*EXCERPTED TEXT:*
BEGIN

Ahmad - Back In The Day (1997):



14 comments:

Jesus Shuttlesworth said...

"ninja rap" is my shit forever.

great post. do you remember hammer's cartoon, "hammerman?" i feel inclined to do a post on it now.

DocZeus said...

"great post. do you remember hammer's cartoon, "hammerman?" i feel inclined to do a post on it now."

I most certainly do. I was gonna mention it in the post but I can't remember much about it.

Trey Stone said...

i know about Ja Rule, but what exactly is this Rihanna debacle you're referring to?

i think my opinion of that Skee-Lo song's been tainted by the fact that this guy i know with really bad rap tastes (Dipset + bad underground rap = ?) bumped it all the time one semester. it's OK though.

DocZeus said...

"i know about Ja Rule, but what exactly is this Rihanna debacle you're referring to?"

END

*ENTRIES SHOWN:*
BEGIN

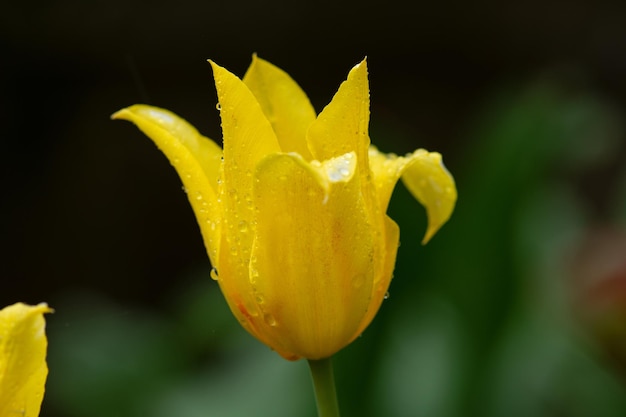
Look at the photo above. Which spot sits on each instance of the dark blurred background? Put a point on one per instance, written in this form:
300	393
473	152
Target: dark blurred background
516	308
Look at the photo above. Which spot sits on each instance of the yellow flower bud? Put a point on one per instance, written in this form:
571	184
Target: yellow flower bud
293	209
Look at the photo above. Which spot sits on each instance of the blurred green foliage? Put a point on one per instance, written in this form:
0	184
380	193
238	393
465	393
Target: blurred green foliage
483	321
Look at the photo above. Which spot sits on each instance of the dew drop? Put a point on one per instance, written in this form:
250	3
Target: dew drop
214	274
254	274
358	281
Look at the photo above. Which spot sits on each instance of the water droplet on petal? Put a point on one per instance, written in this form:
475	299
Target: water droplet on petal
358	281
214	274
269	319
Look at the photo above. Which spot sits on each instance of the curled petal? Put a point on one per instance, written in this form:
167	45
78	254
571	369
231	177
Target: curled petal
425	177
312	263
23	368
284	104
342	126
196	158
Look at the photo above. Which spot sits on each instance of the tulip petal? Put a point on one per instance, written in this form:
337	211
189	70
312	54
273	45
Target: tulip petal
23	368
248	137
424	175
312	265
343	124
284	104
383	279
196	158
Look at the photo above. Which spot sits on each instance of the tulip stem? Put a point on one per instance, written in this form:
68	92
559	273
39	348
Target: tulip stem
324	383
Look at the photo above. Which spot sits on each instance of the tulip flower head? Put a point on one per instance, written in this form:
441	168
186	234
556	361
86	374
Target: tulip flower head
23	368
293	209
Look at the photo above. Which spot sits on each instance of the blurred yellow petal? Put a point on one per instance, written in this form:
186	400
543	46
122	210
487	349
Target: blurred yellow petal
312	263
284	104
343	124
196	158
23	368
425	177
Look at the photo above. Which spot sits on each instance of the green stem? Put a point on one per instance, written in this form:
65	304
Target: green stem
324	383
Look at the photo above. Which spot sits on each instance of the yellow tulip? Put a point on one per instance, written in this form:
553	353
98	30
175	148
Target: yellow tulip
293	209
23	368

END

*SET EXERCISE A:*
Can you echo the entries verbatim, from the line with "of the curled" through the final entry line?
*SET EXERCISE B:*
How might the comment thread under the "Back In The Day" post carry on from its final line? Write the next portion.
The blog comment thread and the entries are unrelated pieces of material.

*TASK OUTPUT A:*
Look at the photo above. Which spot sits on each instance of the curled petal? Put a point on one per instance, written in this form:
167	45
78	254
571	369
231	177
Target: curled petal
425	177
312	263
23	368
284	104
342	126
196	158
Look at the photo above. Which spot sits on each instance of the tulip petal? Put a point on one per instance, written in this form:
337	211
189	70
312	54
273	45
Target: tulip petal
23	368
248	137
424	175
312	265
343	124
284	104
383	279
196	158
Look at the photo above. Which spot sits on each instance of the tulip stem? Put a point on one per instance, written in this form:
68	92
559	273
39	348
Target: tulip stem
324	383
Look at the photo above. Which spot sits on each instance of the tulip flower head? Put a point on one per instance, written in this form:
441	168
186	234
556	361
86	374
Target: tulip flower head
23	368
293	209
Look at the photo above. Which spot sits on each instance of the blurred yellow petal? Put a point on one per instance, written in this form:
186	400
543	46
122	210
487	349
Target: blurred yellow petal
312	263
284	104
343	124
196	158
23	368
425	177
Look at the photo above. Which spot sits on each instance of the green stem? Put a point on one per instance, written in this form:
65	304
Target: green stem
324	383
Look at the photo above. Which spot sits on each instance of the yellow tulip? Put a point on one per instance, written in this form:
553	353
98	30
175	148
Target: yellow tulip
293	209
23	368

*TASK OUTPUT B:*
Nothing in particular, just that she can't sing.

Trey Stone said...

i guess. her last album's still pretty good though. i'd probably consider her more pop than R&B in any case.

Zilla Rocca said...

All I remember about Hammerman was that Hammer, by day, was Stanley, the guy who ran the local community center. But he had these magical talking shoes that once laced up, would dress him up in the black leather jumper and gold chain, and he would dance around thieves and muggers while unleashing music sheets and clef notes from his ass.

(Dart Adams probably is the key expert on this show)

I had Cee-Lo's album (on Scotti Bros label, same as Weird Al). He actually had some damn good album cuts. I wouldn't be ashamed to still have that CD in my collection, right next to "B-Ball's Best Kept Secret"

DocZeus said...

"I had Cee-Lo's album (on Scotti Bros label, same as Weird Al)."

Cee-lo? You mean Skee-Lo right now.

Cal Ulmann said...

I'm embarrassed to admit I used to love ninja rap. I also like Kriss Kross and Another Bad Creation.

Randy Watson as Bob Digitech said...

damn I am - we are? - getting old! this post just sent me on a serious '90s nostalgia trip. good stuff!

DocZeus said...

"i guess. her last album's still pretty good though. i'd probably consider her more pop than R&B in any case."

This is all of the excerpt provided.